> _PASSAGE PROVIDED_
The Combination with Repetition Formula
Combinations with repetition count the number of ways to select r items from n distinct objects when the same item may be chosen more than once. The order of selection does not matter, which distinguishes this from permutations. The formula applies the factorial function to account for all valid groupings.
C'(n,r) = (r + n − 1)! ÷ (r! × (n − 1)!)
n— Total number of distinct objects availabler— Size of each sample or number of items to choose!— Factorial operator (e.g., 5! = 5 × 4 × 3 × 2 × 1)
How Repetition Changes Combinations
When repetition is not allowed, you face fewer possibilities because each object can only be used once. Allowing repetition dramatically increases the number of valid combinations. For example, choosing 5 digits from 0–9 with repetition yields 2,002 combinations, whereas without repetition you would get only 252.

> _WRITTEN PROBLEM 1_
In the rows, from the line with "(5 points) Identify the plant" through the end of the rows, change "plant stem" to "tree trunk" and give those lines back with nothing else altered.

(Stored items from a collection)
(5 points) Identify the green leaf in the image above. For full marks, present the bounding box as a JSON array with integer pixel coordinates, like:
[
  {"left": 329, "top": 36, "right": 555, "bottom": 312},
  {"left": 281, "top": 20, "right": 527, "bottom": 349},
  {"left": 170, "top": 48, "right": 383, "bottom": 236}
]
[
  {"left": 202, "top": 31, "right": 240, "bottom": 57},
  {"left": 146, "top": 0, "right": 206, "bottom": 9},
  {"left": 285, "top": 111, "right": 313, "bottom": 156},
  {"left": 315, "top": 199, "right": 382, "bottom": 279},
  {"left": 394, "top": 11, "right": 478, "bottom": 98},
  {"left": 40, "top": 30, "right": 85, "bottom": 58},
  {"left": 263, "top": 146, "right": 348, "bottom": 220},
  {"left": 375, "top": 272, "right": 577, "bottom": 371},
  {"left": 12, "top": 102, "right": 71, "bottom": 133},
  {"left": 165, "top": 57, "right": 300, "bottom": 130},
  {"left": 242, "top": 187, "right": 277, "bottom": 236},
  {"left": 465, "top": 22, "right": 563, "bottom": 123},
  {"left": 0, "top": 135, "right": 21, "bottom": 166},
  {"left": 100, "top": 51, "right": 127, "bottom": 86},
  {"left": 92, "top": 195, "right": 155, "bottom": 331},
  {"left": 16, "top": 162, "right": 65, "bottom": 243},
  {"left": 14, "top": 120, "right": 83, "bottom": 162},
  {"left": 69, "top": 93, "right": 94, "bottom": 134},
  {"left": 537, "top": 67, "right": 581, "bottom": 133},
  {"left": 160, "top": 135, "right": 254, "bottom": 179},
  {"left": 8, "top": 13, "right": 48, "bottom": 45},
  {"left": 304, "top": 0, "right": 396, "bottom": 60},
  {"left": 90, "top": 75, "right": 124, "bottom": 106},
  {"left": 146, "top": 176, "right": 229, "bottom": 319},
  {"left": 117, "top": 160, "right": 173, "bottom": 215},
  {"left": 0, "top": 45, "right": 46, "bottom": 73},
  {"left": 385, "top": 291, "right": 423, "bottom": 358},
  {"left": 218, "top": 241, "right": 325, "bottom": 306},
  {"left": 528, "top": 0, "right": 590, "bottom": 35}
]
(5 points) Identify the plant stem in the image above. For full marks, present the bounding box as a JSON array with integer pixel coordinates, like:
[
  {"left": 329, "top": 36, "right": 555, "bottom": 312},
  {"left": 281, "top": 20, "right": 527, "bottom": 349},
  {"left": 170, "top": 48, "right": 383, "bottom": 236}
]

> _WRITTEN PROBLEM 2_
Answer from the combinations passage:
(a) According to the passage, what distinguishes combinations with repetition from permutations?
(b) How many combinations result from choosing 5 digits from 0–9 with repetition?
(c) How many result from the same choice without repetition?

> _COMPLETE ANSWER 1_
(5 points) Identify the tree trunk in the image above. For full marks, present the bounding box as a JSON array with integer pixel coordinates, like:
[
  {"left": 329, "top": 36, "right": 555, "bottom": 312},
  {"left": 281, "top": 20, "right": 527, "bottom": 349},
  {"left": 170, "top": 48, "right": 383, "bottom": 236}
]

> _COMPLETE ANSWER 2_
(a) The order of selection does not matter.
(b) 2,002
(c) 252